Reproduce the rows below word for word, from the first row through the line that contains "837,0,1145,952", including that line. Leave the pictures out.

── AVAILABLE DATA ──

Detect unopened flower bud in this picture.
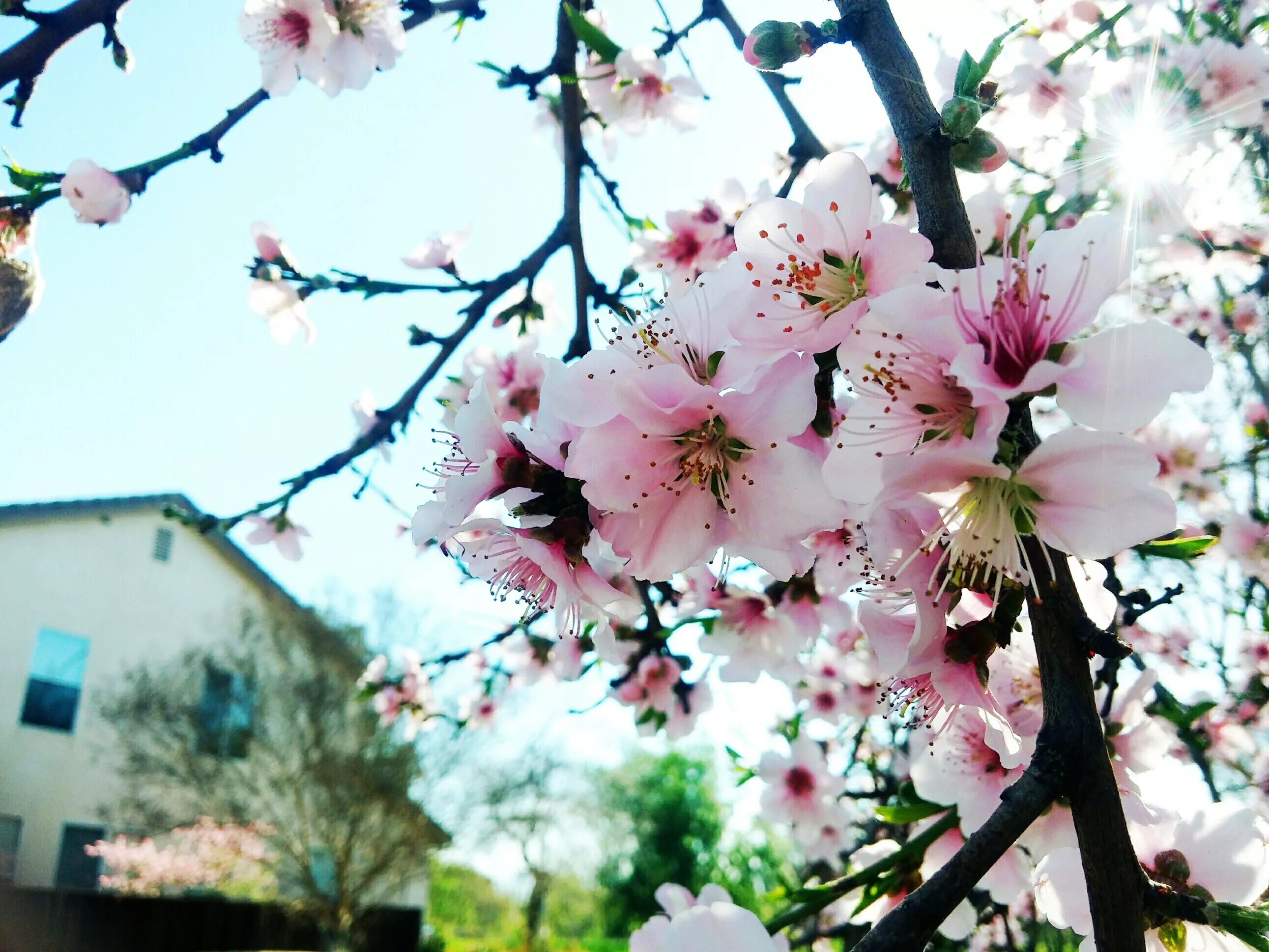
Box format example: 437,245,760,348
741,20,815,70
1155,849,1189,885
952,129,1009,172
943,96,982,142
111,39,136,74
0,258,42,340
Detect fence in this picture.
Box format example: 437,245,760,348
0,887,421,952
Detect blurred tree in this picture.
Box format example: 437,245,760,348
598,751,800,937
597,751,723,937
428,862,520,942
103,610,448,945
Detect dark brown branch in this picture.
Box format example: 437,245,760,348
0,0,128,126
837,7,1145,952
551,0,594,360
0,0,484,211
855,772,1061,952
190,218,567,532
837,0,979,268
700,0,827,163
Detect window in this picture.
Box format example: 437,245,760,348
198,662,255,756
0,816,22,882
153,527,172,562
53,823,105,890
22,628,87,734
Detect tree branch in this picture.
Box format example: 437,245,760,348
0,0,128,126
185,218,567,532
551,0,594,360
837,0,979,268
697,0,822,164
0,0,484,211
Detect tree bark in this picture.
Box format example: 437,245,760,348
837,0,1145,952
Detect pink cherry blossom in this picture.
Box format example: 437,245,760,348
727,152,931,353
242,516,311,562
565,351,844,580
757,736,844,826
61,159,132,225
886,429,1177,592
630,886,788,952
351,390,392,460
632,202,736,287
238,0,339,96
326,0,405,89
912,712,1022,833
251,221,293,268
401,231,468,270
246,278,317,345
578,47,702,135
908,214,1212,431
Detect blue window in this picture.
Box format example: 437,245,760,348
198,662,255,756
0,816,22,885
53,823,105,890
22,628,87,734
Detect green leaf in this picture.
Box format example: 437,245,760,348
873,800,947,824
1133,536,1216,562
706,350,723,379
1158,919,1185,952
973,20,1027,79
953,52,982,96
563,4,622,62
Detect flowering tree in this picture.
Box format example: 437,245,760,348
7,0,1269,952
84,816,277,899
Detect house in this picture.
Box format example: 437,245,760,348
0,494,444,905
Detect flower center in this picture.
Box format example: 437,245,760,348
273,10,312,50
952,235,1089,387
784,767,815,798
922,476,1047,599
675,416,754,503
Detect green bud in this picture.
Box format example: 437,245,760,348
741,20,813,70
1155,849,1189,885
952,129,1009,172
943,96,982,142
1158,919,1185,952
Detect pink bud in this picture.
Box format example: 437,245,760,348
982,132,1009,172
62,159,132,225
251,221,288,265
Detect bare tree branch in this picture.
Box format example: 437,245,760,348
0,0,128,126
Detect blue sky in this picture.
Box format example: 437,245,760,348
0,0,1020,888
0,0,1000,630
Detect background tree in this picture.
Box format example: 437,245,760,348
103,612,447,941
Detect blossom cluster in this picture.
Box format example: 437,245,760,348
84,816,275,896
238,0,405,96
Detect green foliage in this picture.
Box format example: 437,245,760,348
546,876,600,945
711,824,801,922
598,753,800,938
428,861,520,946
597,753,723,937
563,4,622,62
1133,536,1216,562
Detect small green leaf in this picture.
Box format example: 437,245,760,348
563,4,622,62
1158,919,1185,952
953,52,982,96
975,20,1027,79
873,800,947,824
1133,536,1217,562
706,350,723,379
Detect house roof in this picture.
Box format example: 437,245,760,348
0,492,302,608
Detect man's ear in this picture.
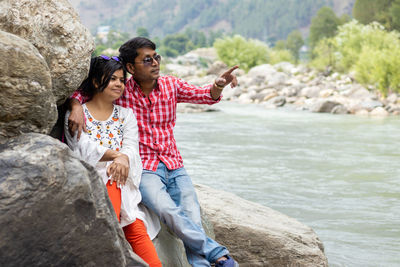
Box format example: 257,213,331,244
126,62,135,74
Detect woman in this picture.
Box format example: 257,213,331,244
64,55,161,267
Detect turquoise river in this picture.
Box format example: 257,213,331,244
175,102,400,267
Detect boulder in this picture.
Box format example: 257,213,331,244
369,107,389,117
195,185,328,267
0,31,57,143
0,0,94,105
311,100,340,113
0,133,147,267
300,86,321,98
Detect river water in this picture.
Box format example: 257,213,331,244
175,102,400,266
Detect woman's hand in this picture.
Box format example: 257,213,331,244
107,153,129,187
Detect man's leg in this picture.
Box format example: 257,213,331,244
167,168,229,266
140,162,228,266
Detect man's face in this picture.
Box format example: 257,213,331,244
130,47,161,82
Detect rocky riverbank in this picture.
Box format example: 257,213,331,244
164,48,400,116
0,0,327,267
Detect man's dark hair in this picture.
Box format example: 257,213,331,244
119,37,156,67
79,56,126,98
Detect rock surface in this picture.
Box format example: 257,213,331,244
0,134,147,267
196,185,328,267
0,31,57,143
0,0,94,105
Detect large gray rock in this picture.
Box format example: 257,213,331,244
0,31,57,143
0,0,94,104
311,99,340,113
196,185,328,267
0,134,147,267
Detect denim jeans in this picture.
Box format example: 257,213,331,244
140,162,229,267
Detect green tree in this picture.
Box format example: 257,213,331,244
353,0,393,29
309,7,340,52
389,0,400,31
136,27,150,38
214,35,269,71
160,33,195,57
274,40,286,50
286,30,304,63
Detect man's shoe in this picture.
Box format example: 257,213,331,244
215,255,239,267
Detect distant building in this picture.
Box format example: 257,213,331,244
96,25,111,43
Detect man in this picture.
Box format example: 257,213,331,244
69,37,238,267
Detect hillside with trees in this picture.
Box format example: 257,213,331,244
70,0,355,43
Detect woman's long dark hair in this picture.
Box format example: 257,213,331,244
79,56,126,98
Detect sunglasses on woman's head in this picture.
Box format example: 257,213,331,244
100,55,120,62
135,55,161,66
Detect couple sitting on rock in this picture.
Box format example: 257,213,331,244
65,37,238,267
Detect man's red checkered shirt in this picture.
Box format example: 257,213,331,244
72,76,221,171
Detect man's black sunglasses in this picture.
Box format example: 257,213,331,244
135,55,161,66
100,55,120,62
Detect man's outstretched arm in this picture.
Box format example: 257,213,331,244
211,66,239,100
177,66,238,105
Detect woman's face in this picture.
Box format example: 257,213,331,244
101,69,125,101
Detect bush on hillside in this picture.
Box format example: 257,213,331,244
269,49,296,65
311,20,400,94
214,35,269,72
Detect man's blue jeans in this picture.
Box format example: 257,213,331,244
140,162,229,267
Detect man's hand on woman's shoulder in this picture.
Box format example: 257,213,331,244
68,99,87,140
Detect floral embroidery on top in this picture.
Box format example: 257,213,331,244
83,105,124,151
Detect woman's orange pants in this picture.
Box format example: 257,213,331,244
106,181,162,267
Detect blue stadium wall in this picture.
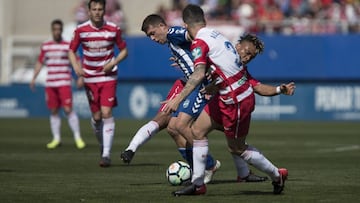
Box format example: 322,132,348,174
0,35,360,120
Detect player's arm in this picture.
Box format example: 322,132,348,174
30,61,43,91
68,49,85,77
103,47,128,73
253,82,296,96
163,64,206,113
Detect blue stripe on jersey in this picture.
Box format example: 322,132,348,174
167,26,194,79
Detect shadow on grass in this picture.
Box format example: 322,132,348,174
111,163,164,167
0,169,15,173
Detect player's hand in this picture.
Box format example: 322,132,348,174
29,80,35,92
160,97,180,113
76,77,84,89
280,82,296,95
74,68,85,77
169,56,179,68
200,81,219,98
103,61,116,73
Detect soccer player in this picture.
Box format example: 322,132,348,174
164,4,288,196
69,0,128,167
30,19,86,149
121,14,221,182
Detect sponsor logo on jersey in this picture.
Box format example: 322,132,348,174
183,99,190,109
191,47,202,60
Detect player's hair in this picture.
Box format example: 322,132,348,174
88,0,106,9
51,19,64,28
239,33,265,54
182,4,206,25
141,14,166,33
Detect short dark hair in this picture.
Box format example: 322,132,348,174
182,4,206,24
88,0,106,9
239,33,265,54
141,14,166,33
51,19,64,28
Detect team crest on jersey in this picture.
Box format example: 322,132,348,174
191,47,202,60
183,99,190,109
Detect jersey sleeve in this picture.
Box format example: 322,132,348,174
167,26,190,46
37,44,45,63
69,29,80,53
116,27,126,50
190,39,209,67
245,67,260,87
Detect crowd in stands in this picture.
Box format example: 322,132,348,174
158,0,360,35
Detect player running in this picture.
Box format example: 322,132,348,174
121,14,267,183
30,19,86,149
69,0,128,167
165,4,288,196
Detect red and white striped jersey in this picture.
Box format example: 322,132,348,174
38,40,71,87
70,20,126,83
191,28,253,104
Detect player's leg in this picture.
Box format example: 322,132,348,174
120,79,184,163
231,154,268,182
85,83,110,166
59,86,85,149
168,112,221,183
173,111,213,196
99,81,117,167
168,85,221,183
120,111,171,164
223,99,287,194
45,87,61,149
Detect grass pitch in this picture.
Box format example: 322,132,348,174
0,119,360,203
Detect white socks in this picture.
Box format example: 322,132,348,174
126,121,159,152
50,115,61,142
90,118,103,145
102,117,115,157
241,145,280,181
191,139,209,185
231,154,250,179
68,111,81,140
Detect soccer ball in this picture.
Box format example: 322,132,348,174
166,161,191,185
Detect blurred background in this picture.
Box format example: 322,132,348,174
0,0,360,120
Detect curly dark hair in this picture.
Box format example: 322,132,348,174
239,33,265,54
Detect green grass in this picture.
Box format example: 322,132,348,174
0,119,360,203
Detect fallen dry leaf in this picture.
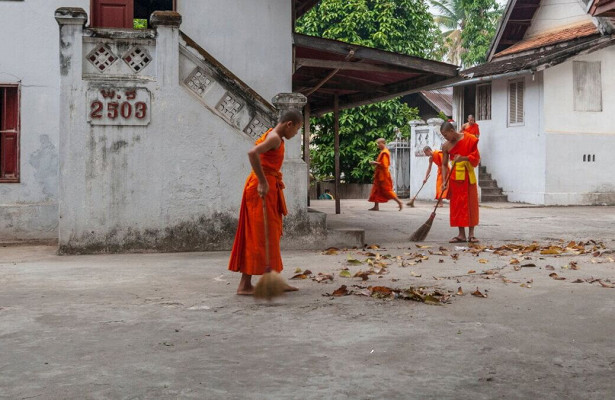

───

*REPLY*.
Detect unopened flower bud in this picture.
Box format example: 437,245,760,348
741,20,815,70
1155,849,1189,885
952,129,1009,172
943,96,982,142
111,39,136,74
0,258,42,340
Detect fence in this picture.
Box format example: 437,245,760,348
0,887,421,952
Detect blurred tree in this picture.
Box format example: 437,245,760,348
598,751,800,937
597,751,723,937
428,862,520,942
103,610,448,945
Detect dark brown branch in this picture.
Box format example: 437,245,760,348
0,0,128,126
837,7,1145,952
551,0,594,360
0,0,484,211
855,772,1061,952
190,218,567,532
837,0,979,268
700,0,827,163
Detect window in this picture.
Box format example: 437,245,760,348
198,662,255,756
0,816,22,882
153,527,172,562
53,823,105,890
22,628,87,734
Detect tree branch in this picture.
Box format example: 437,245,760,348
0,0,128,126
185,218,567,532
551,0,594,360
837,0,979,268
697,0,822,164
0,0,484,211
Detect tree bark in this picture.
Box format example: 437,245,760,348
837,0,1145,952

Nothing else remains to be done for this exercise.